● **LISTA DE TAREFAS**
1. Por favor, transcreva do texto de estudo o trecho que começa com "Em sua decisão" e vai até "estadual e municipal.".
2. Indique se cada afirmação a seguir concorda com o texto de estudo. Responda sim ou não e cite literalmente as palavras do texto que decidem a questão. (a) O Comitê CEDAW/ONU recomendou ao Estado brasileiro que proporcionasse formação profissional aos trabalhadores da área de saúde. (b) Mónica Arango é diretora regional para a Europa do Centro de Direitos Reprodutivos. (c) Segundo Mónica Arango, o Estado brasileiro não reconhece que o sistema de saúde falhou com Alyne.

● **TEXTO DE ESTUDO**
== == ==

Em sua decisão final, o Comitê
CEDAW/ONU fez recomendações firmes ao Estado
brasileiro: garantir o direito das mulheres à maternidade segura e ao acesso à
assistência médica emergencial adequada, proporcionar formação profissional adequada para os trabalhadores da
área de saúde, especialmente sobre os direitos reprodutivos das mulheres e
assegurar o acesso a medidas eficazes nos casos em que os direitos das mulheres
à saúde reprodutiva tenham sido violados, que as instalações de assistência
médica privada satisfaçam as normas nacionais e internacionais em saúde reprodutiva,
que as sanções adequadas sejam impostas a profissionais de saúde que violem os
direitos de saúde reprodutiva das mulheres além de reduzir as mortes maternas
evitáveis implementando o Pacto Nacional pela Redução da Mortalidade Materna
nos níveis estadual e municipal.
“O caso de Alyne jogou luz sobre as
violações sistemáticas dos direitos humanos fundamentais das mulheres que
afetam desproporcionalmente as mulheres mais pobres e de minorias” disse
Mónica Arango, diretora regional para a América Latina e o Caribe do Centro de
Direitos Reprodutivos. “O Estado brasileiro está dando um passo importante ao
reconhecer que o sistema de saúde falhou com a Alyne, mas deve agir rapidamente
para que sejam pagas as reparações financeiras à filha de Alyne e para que
sejam criadas políticas públicas que melhorem os serviços de saúde materna para
todas as mulheres e uma vez por todas”, destacou.

== == ==

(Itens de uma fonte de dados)
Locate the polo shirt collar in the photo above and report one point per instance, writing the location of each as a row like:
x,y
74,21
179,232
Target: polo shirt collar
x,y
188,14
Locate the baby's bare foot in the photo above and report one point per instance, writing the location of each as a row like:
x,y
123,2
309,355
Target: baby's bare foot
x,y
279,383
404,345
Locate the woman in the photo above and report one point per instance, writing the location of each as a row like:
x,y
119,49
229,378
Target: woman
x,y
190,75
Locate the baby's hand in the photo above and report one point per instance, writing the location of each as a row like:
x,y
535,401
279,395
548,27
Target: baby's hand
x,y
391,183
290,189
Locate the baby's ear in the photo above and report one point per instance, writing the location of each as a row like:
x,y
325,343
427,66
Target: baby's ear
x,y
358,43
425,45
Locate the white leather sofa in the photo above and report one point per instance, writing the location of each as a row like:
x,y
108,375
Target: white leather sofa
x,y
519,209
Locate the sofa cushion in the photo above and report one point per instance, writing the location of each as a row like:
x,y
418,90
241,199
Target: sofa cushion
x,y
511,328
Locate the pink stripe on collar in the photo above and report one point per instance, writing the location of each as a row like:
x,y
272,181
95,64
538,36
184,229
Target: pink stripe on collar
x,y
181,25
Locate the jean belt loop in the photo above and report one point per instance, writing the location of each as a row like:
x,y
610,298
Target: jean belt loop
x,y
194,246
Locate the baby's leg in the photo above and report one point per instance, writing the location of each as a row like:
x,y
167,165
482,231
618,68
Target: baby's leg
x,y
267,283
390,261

== == ==

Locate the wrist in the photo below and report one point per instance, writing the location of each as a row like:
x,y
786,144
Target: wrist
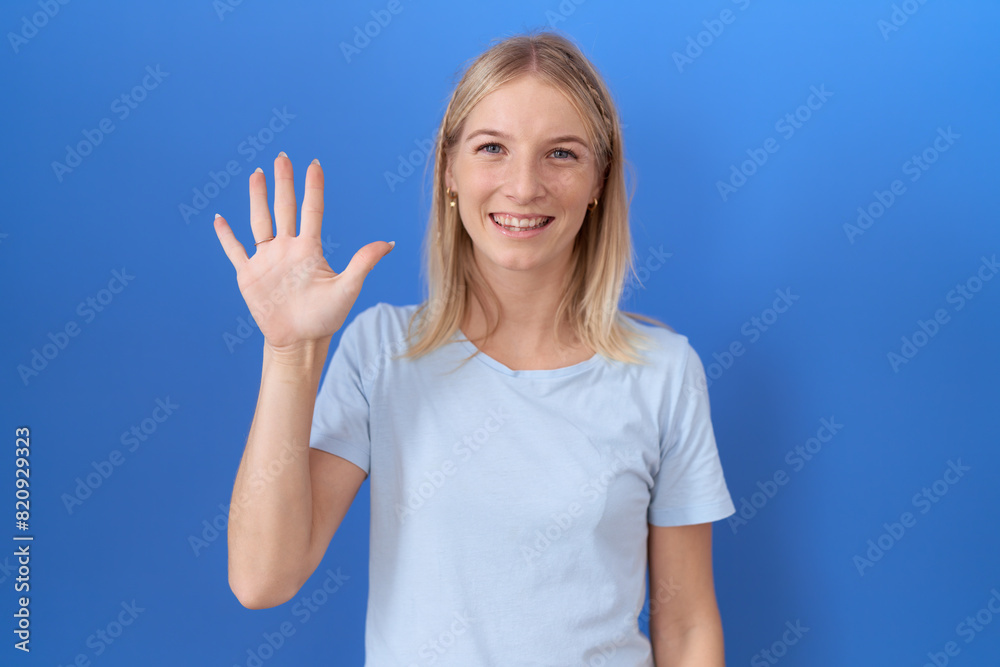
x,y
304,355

== == ==

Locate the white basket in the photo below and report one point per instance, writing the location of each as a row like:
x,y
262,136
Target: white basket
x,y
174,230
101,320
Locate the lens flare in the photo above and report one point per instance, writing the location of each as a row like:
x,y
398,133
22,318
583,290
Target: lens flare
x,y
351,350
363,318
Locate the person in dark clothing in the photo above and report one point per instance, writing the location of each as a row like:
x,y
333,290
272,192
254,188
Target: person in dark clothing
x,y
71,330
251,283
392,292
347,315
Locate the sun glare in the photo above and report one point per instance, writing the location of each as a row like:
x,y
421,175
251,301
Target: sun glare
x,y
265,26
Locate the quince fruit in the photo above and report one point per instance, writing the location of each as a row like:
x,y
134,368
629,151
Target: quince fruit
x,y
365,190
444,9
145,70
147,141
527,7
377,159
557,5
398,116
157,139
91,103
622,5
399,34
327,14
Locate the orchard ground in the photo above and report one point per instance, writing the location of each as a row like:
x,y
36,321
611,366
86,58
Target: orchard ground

== == ==

● **SOLUÇÕES DAS TAREFAS**
1.
Em sua decisão final, o Comitê
CEDAW/ONU fez recomendações firmes ao Estado
brasileiro: garantir o direito das mulheres à maternidade segura e ao acesso à
assistência médica emergencial adequada, proporcionar formação profissional adequada para os trabalhadores da
área de saúde, especialmente sobre os direitos reprodutivos das mulheres e
assegurar o acesso a medidas eficazes nos casos em que os direitos das mulheres
à saúde reprodutiva tenham sido violados, que as instalações de assistência
médica privada satisfaçam as normas nacionais e internacionais em saúde reprodutiva,
que as sanções adequadas sejam impostas a profissionais de saúde que violem os
direitos de saúde reprodutiva das mulheres além de reduzir as mortes maternas
evitáveis implementando o Pacto Nacional pela Redução da Mortalidade Materna
nos níveis estadual e municipal.

2.
(a) Sim: "proporcionar formação profissional adequada para os trabalhadores da área de saúde".
(b) Não: "diretora regional para a América Latina e o Caribe do Centro de Direitos Reprodutivos".
(c) Não: "O Estado brasileiro está dando um passo importante ao reconhecer que o sistema de saúde falhou com a Alyne".